▶ **Work required**
Extract each line in the listing below that contains the string "white".

▶ **Given entries**
- - - - -

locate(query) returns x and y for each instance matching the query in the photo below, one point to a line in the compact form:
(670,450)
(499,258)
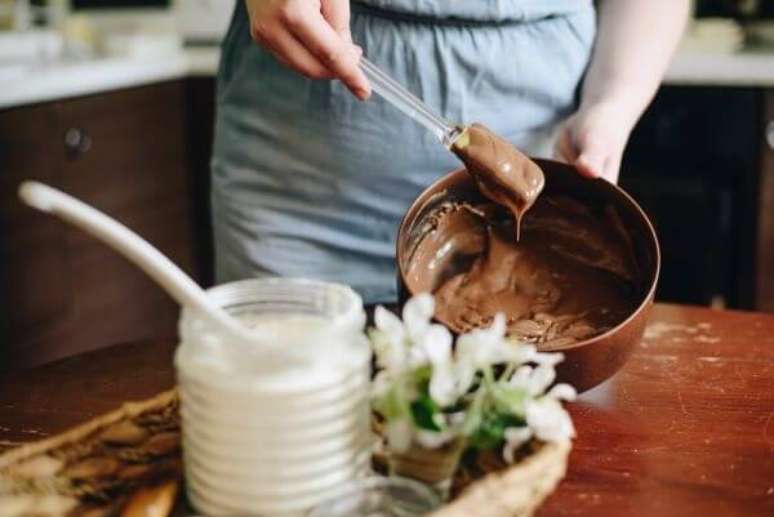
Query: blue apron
(308,181)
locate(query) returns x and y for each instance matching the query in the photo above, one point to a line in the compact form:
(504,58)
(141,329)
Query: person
(309,181)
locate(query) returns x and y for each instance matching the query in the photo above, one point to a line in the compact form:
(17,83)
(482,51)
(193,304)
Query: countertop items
(57,80)
(685,428)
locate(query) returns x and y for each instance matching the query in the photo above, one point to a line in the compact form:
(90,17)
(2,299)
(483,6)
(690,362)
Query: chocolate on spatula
(504,174)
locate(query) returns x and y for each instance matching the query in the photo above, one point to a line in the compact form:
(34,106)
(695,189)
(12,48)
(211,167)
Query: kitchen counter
(62,80)
(685,428)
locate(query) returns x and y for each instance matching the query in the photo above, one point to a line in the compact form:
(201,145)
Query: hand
(594,139)
(310,36)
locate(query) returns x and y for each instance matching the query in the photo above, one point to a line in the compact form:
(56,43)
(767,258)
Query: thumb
(591,161)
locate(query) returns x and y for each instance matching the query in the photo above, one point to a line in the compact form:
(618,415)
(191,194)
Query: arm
(635,42)
(310,36)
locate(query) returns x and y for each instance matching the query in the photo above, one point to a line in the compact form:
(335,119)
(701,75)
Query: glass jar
(277,425)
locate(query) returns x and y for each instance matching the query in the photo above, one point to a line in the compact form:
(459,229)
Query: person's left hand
(593,140)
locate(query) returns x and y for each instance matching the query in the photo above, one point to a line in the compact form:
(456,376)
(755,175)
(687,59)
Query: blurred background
(112,101)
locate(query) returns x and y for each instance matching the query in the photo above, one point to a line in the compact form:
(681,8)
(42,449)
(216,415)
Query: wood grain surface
(685,428)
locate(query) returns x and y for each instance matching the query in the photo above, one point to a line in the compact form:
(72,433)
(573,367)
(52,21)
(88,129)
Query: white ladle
(139,251)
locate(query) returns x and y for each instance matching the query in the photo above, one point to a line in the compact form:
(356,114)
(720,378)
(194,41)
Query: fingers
(564,148)
(290,52)
(337,14)
(311,37)
(334,52)
(592,159)
(612,169)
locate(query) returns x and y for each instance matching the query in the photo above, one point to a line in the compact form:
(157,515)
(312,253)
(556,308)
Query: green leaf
(422,410)
(491,431)
(510,400)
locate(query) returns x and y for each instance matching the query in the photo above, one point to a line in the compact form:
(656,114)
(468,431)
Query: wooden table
(686,428)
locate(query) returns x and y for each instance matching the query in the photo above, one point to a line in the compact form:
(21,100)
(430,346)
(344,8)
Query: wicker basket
(516,491)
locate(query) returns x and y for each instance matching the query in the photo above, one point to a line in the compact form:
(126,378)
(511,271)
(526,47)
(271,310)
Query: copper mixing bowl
(589,362)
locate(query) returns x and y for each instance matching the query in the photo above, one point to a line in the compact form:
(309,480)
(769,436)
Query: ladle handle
(174,280)
(394,93)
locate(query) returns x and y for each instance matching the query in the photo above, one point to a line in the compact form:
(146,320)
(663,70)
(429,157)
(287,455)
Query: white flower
(515,437)
(534,381)
(562,392)
(398,433)
(389,340)
(485,347)
(548,420)
(381,384)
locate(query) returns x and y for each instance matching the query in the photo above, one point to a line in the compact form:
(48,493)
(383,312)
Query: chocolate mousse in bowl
(578,277)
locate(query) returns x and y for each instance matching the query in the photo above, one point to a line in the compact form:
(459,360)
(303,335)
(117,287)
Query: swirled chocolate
(571,276)
(503,174)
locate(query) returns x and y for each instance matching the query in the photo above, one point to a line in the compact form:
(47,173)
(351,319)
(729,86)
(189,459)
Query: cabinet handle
(77,140)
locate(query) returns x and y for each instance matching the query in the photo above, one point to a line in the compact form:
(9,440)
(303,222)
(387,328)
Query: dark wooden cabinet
(126,153)
(765,237)
(694,163)
(699,162)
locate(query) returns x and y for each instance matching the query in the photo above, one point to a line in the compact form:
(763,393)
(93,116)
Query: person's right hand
(310,36)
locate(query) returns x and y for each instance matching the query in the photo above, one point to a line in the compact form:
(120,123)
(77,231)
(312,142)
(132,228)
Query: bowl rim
(423,197)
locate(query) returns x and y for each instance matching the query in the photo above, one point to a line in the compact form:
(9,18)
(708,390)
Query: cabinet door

- - - - -

▶ **Expected output**
Query: white ladle
Query: white flower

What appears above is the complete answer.